### [Task material]
***
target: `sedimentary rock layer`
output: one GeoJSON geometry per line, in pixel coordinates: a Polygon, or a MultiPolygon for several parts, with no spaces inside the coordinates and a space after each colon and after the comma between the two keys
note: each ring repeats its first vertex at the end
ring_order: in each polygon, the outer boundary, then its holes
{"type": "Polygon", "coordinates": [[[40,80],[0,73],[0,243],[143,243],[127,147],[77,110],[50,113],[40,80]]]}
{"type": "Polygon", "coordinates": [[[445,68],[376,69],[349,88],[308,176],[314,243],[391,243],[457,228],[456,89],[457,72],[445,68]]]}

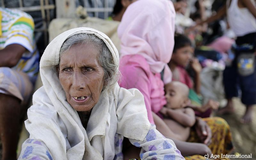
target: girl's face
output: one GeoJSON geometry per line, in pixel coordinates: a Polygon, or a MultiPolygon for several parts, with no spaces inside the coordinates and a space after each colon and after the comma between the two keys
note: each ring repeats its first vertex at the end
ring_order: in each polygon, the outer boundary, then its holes
{"type": "Polygon", "coordinates": [[[177,49],[172,53],[171,60],[177,65],[186,67],[192,58],[193,51],[193,48],[190,46],[177,49]]]}

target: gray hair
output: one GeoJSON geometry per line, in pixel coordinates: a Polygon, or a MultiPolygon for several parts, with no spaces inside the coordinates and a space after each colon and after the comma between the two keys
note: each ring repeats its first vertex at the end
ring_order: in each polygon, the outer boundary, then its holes
{"type": "Polygon", "coordinates": [[[116,83],[120,74],[117,66],[114,64],[112,54],[103,40],[93,34],[80,33],[73,35],[63,43],[60,52],[62,54],[72,46],[78,44],[90,44],[99,52],[99,61],[104,71],[104,83],[102,91],[108,91],[116,83]]]}

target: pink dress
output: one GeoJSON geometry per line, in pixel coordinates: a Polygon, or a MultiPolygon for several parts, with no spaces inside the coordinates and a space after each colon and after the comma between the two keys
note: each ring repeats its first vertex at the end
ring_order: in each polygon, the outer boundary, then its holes
{"type": "Polygon", "coordinates": [[[120,86],[140,91],[144,96],[148,120],[154,124],[152,112],[158,113],[166,103],[160,74],[153,74],[146,59],[139,54],[123,57],[119,68],[122,75],[120,86]]]}

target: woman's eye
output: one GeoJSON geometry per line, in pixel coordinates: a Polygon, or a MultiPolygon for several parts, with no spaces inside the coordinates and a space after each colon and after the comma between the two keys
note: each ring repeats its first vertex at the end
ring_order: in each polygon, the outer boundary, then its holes
{"type": "Polygon", "coordinates": [[[85,72],[89,72],[90,71],[92,71],[93,70],[93,69],[91,68],[86,68],[84,69],[84,70],[85,72]]]}
{"type": "Polygon", "coordinates": [[[71,72],[72,71],[71,68],[67,68],[63,69],[63,70],[65,72],[71,72]]]}

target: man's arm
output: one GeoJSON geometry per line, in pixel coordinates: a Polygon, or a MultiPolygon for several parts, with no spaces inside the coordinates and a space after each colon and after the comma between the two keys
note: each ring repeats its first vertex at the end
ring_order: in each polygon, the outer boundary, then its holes
{"type": "Polygon", "coordinates": [[[18,44],[12,44],[0,50],[0,67],[11,68],[18,63],[26,49],[18,44]]]}
{"type": "Polygon", "coordinates": [[[242,3],[256,18],[256,8],[250,0],[242,0],[242,3]]]}

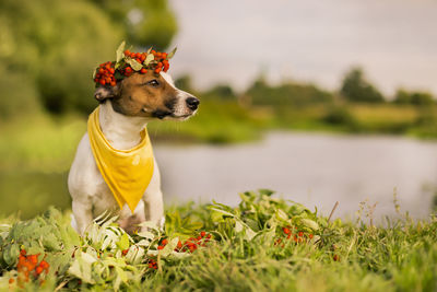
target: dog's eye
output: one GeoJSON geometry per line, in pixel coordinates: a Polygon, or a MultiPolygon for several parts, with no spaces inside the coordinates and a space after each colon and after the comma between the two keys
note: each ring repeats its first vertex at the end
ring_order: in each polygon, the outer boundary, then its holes
{"type": "Polygon", "coordinates": [[[154,87],[160,86],[160,82],[156,79],[149,81],[146,84],[154,87]]]}

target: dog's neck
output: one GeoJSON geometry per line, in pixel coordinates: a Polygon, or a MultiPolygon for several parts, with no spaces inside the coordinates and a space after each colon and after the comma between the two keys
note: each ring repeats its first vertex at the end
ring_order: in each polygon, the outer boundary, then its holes
{"type": "Polygon", "coordinates": [[[128,117],[114,110],[109,101],[101,104],[98,121],[106,140],[119,150],[129,150],[141,141],[141,131],[147,125],[142,117],[128,117]]]}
***
### [Exercise]
Turn the lines above into a JSON list of strings, with one string per line and no blank lines, and leave out the pictures.

### [Exercise result]
[
  "target: `sedimentary rock layer`",
  "output: one GeoJSON geometry per line, in pixel coordinates: a Polygon, or a MultiPolygon for several parts, with no spaces inside the coordinates and a space after each colon and after the comma between the two keys",
  "note: each ring repeats its first vertex at the end",
  "ring_order: in each polygon, the outer boundary, then its holes",
  "{\"type\": \"Polygon\", \"coordinates\": [[[40,80],[0,73],[0,243],[143,243],[127,147],[77,110],[50,113],[40,80]]]}",
  "{\"type\": \"Polygon\", \"coordinates\": [[[445,68],[376,69],[349,88],[308,176],[314,243],[391,243],[457,228],[456,89],[457,72],[445,68]]]}",
  "target: girl's face",
  "output: one GeoJSON geometry per line, in pixel coordinates: a Polygon, or a MultiPolygon for several parts, with no spaces inside the coordinates and a space after each colon and after the comma between the two keys",
  "note: each ring repeats its first vertex at the end",
  "ring_order: in each polygon, the outer boundary, then its holes",
  "{\"type\": \"Polygon\", \"coordinates\": [[[177,49],[172,53],[171,60],[177,65],[186,67],[192,58],[193,51],[193,48],[190,46],[177,49]]]}",
  "target: gray hair",
  "output: one GeoJSON geometry per line, in pixel coordinates: a Polygon, or a MultiPolygon for several parts, with no spaces inside the coordinates and a space after each colon and after the comma between the two keys",
  "note: each ring repeats its first vertex at the end",
  "ring_order: in each polygon, the outer boundary, then its holes",
  "{\"type\": \"Polygon\", \"coordinates\": [[[116,83],[120,74],[117,66],[114,64],[112,54],[103,40],[93,34],[80,33],[73,35],[63,43],[60,52],[62,54],[72,46],[78,44],[90,44],[99,52],[99,61],[104,71],[104,83],[102,91],[108,91],[116,83]]]}",
  "target: pink dress",
  "output: one GeoJSON geometry per line, in pixel coordinates: a Polygon, or a MultiPolygon for several parts, with no spaces inside the coordinates and a space after each colon and after the comma between the two keys",
  "note: each ring repeats its first vertex at the end",
  "ring_order: in each polygon, the outer boundary, then its holes",
  "{\"type\": \"Polygon\", \"coordinates\": [[[120,86],[140,91],[144,96],[148,120],[154,124],[152,112],[158,113],[166,103],[160,74],[153,74],[146,59],[139,54],[123,57],[119,68],[122,75],[120,86]]]}",
  "target: woman's eye",
  "output: one GeoJSON geometry per line, in pixel coordinates: a Polygon, or a MultiPolygon for several parts, with no spaces inside the coordinates and a space after each colon and after the comma between the two keys",
  "note: each ring repeats its first vertex at the end",
  "ring_order: in each polygon, the outer boundary, then its holes",
  "{\"type\": \"Polygon\", \"coordinates\": [[[85,72],[89,72],[90,71],[92,71],[93,70],[93,69],[91,68],[86,68],[84,69],[84,70],[85,72]]]}",
  "{\"type\": \"Polygon\", \"coordinates\": [[[71,72],[72,71],[71,68],[67,68],[63,69],[63,70],[65,72],[71,72]]]}",
  "target: man's arm",
  "output: one GeoJSON geometry per line, in pixel coordinates: a Polygon, or a MultiPolygon for several parts, with no spaces inside the coordinates and a space after each colon and after the comma between the two keys",
  "note: each ring repeats its first vertex at the end",
  "ring_order: in each polygon, the outer boundary, then its holes",
  "{\"type\": \"Polygon\", \"coordinates\": [[[18,44],[12,44],[0,50],[0,67],[11,68],[18,63],[26,49],[18,44]]]}",
  "{\"type\": \"Polygon\", \"coordinates\": [[[242,3],[256,18],[256,8],[250,0],[242,0],[242,3]]]}",
  "target: dog's eye",
  "output: one GeoJSON geometry per line, in pixel coordinates: a Polygon, or a MultiPolygon for several parts, with no spaces inside the coordinates and a space after each colon and after the comma between the two keys",
  "note: each ring repeats its first vertex at the end",
  "ring_order: in each polygon, the outer boundary, then its holes",
  "{\"type\": \"Polygon\", \"coordinates\": [[[154,87],[160,86],[160,82],[156,79],[149,81],[146,84],[154,87]]]}",
  "target: dog's neck",
  "output: one GeoJSON geometry per line, in pixel coordinates: a Polygon, or a MultiPolygon for several parts, with no spaces inside the coordinates and a space after each colon and after the comma between the two keys",
  "note: each ring repeats its first vertex at the end",
  "ring_order: in each polygon, the outer boundary, then its holes",
  "{\"type\": \"Polygon\", \"coordinates\": [[[128,117],[114,110],[109,101],[101,104],[98,121],[106,140],[119,150],[129,150],[141,141],[141,131],[147,125],[142,117],[128,117]]]}"
]